Referring expression data

■ ■ ■ ■

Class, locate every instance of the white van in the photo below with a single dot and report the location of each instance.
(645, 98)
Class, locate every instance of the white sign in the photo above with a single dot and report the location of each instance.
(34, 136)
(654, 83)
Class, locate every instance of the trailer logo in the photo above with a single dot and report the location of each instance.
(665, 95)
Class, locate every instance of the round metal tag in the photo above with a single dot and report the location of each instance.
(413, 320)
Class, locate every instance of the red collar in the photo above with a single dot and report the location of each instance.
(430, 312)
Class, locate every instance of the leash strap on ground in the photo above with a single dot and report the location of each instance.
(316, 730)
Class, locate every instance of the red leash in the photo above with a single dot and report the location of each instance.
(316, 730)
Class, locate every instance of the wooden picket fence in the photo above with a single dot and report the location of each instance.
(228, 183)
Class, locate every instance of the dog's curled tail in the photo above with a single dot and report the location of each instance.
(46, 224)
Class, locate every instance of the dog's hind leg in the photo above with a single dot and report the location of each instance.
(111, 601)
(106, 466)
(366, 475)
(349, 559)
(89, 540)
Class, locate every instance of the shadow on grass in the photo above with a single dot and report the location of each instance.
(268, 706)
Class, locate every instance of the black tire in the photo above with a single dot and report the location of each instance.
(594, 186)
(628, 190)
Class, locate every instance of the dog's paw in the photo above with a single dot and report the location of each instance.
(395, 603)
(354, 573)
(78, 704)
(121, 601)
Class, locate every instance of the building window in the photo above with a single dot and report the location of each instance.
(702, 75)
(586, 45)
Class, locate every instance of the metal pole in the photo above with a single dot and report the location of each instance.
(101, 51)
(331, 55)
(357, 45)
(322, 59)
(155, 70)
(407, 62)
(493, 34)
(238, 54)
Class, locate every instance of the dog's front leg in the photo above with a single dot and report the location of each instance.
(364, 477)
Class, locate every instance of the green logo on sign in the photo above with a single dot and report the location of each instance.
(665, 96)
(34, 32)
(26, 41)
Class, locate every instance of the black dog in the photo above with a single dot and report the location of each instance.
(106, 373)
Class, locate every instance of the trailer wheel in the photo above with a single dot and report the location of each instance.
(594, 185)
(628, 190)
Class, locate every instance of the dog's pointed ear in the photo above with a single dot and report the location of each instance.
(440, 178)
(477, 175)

■ ■ ■ ■

▶ [Problem] Go through the data above and transcribe every entry exactly.

▶ [Problem solution]
Class, locate every instance of the white van in the photo below with a single dot and report the location of each instance.
(645, 98)
Class, locate every instance of the white sign in the photo above with a single dot and report the location of each instance.
(34, 136)
(654, 83)
Class, locate every instance of the trailer logo in the photo above with a single dot and report the location of each instance.
(665, 95)
Class, locate every instance of the round metal tag in the photo above with a single dot and report the location of each instance.
(413, 320)
Class, locate every instance of the red collar in the photo above with a single dot and report the location of each instance.
(430, 312)
Class, locate every instance of the leash strap on ground in the photo above with a single dot and report the location of each instance.
(316, 730)
Class, locate every instance of the red leash in the photo above with a single dot and report the location of each instance.
(316, 730)
Class, locate every instance of the wooden picket fence in the photo above with a single dot and report the location of each instance.
(228, 183)
Class, locate every instance of the dog's curled tail in the photo above with a single dot and report the location of each instance.
(46, 224)
Class, locate every instance of the dog's hind leg in the photo above with a single dot and report the location of each instance.
(111, 601)
(106, 466)
(366, 475)
(349, 559)
(89, 540)
Class, locate every instance of the shadow on grass in the photo above with a single dot and report the location of each instance.
(268, 706)
Class, locate every instance of the black tire in the photo above with a single dot and report the location of each instance.
(594, 186)
(628, 190)
Class, locate every instance of the dog's paw in the photo above with a single dot and report the location of each instance.
(395, 603)
(354, 573)
(78, 704)
(121, 601)
Class, locate every instance of the building window in the photo above with a single dot and report the location of each instance.
(702, 75)
(586, 45)
Class, locate every instance of the metal pole in the photo above with a single dot and report the location of each instance.
(101, 51)
(331, 55)
(357, 45)
(322, 59)
(155, 70)
(407, 62)
(493, 34)
(238, 54)
Class, locate every instance of the dog's front leg in the photo above with a single dot and report the location of each instance.
(364, 477)
Class, locate every instance of the green logo on sign in the photo above with a single dot and report the location of each instance.
(665, 96)
(34, 32)
(26, 41)
Class, locate every instance of the black dog in the photo above with a single dot and report the location of each instance.
(106, 373)
Class, locate every instance of the trailer wheel in the photo above with a single dot and report the location of each instance.
(594, 185)
(628, 190)
Class, locate every instance of the dog's pointed ear in the photo above with a single dot and report the location of each instance.
(440, 178)
(477, 175)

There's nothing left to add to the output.